-------- RECORDS FOR PROCESSING --------

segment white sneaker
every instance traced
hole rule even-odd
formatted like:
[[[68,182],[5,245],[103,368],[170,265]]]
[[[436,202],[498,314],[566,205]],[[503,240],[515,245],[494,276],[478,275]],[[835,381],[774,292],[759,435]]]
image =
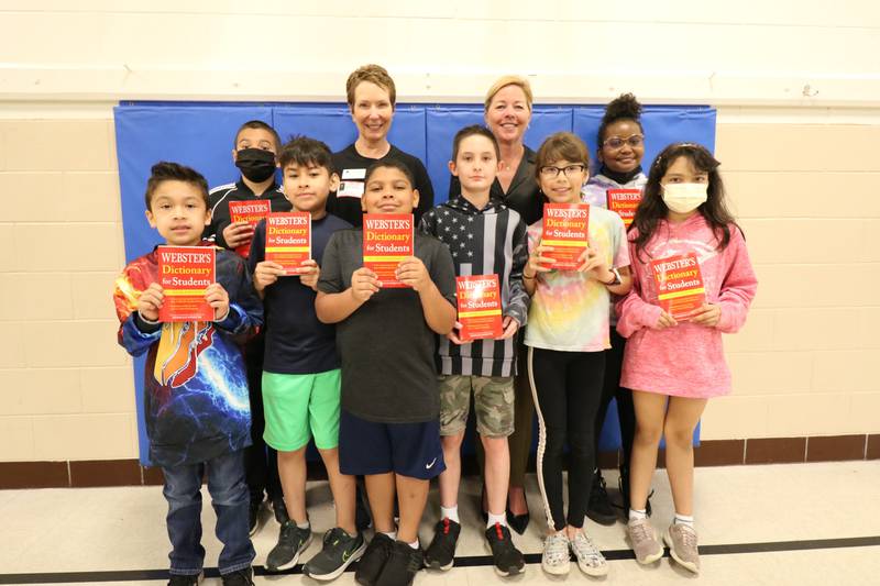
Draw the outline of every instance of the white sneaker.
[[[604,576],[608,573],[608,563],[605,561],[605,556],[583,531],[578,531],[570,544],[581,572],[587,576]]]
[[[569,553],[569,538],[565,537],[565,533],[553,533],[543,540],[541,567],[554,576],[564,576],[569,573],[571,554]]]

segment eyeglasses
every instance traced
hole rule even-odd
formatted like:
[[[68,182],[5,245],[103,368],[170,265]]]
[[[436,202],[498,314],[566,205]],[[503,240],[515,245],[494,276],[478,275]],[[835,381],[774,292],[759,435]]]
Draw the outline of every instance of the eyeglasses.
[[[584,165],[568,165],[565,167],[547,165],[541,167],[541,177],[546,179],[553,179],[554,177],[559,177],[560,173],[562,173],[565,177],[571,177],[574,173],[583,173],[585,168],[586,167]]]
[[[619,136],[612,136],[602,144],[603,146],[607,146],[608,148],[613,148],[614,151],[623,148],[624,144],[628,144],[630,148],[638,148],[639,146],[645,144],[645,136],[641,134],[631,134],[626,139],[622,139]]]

--------
-------- RECORDS FOR PROCESSING --------

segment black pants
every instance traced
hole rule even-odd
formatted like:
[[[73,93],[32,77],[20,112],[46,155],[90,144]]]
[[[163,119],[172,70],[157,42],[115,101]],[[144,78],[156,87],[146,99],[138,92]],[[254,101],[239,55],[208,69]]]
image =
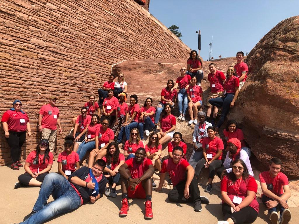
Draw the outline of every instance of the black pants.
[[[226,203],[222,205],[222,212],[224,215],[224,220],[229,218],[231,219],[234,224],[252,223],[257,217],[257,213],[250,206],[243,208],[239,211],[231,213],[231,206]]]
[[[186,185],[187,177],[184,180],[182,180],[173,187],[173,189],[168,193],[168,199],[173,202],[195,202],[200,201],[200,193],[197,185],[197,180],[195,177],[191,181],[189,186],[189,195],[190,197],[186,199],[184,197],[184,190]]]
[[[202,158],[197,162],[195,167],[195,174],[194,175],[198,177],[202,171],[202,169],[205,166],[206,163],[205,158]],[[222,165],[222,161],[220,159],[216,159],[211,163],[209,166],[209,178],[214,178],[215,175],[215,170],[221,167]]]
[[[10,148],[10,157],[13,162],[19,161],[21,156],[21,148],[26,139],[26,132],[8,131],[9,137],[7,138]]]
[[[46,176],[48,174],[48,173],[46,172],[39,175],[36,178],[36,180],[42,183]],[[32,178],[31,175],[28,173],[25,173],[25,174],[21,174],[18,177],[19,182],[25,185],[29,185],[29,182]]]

--------

Lay out the items above as a JSON list of strings, one string per line and no blank lines, starting with the line containing "segment eyeglasses" and going on through the line containing "Draw the outline of every instance of the eyeglasses.".

[
  "segment eyeglasses",
  "every instance traced",
  "hole rule even-odd",
  "formatted like:",
  "[[[68,182],[5,245],[103,368],[170,265]]]",
  "[[[436,202],[498,314],[566,205]],[[503,240],[515,245],[494,276],[478,275]],[[835,381],[774,292],[759,435]]]",
  "Draw the outline of every instance of the eyeglasses."
]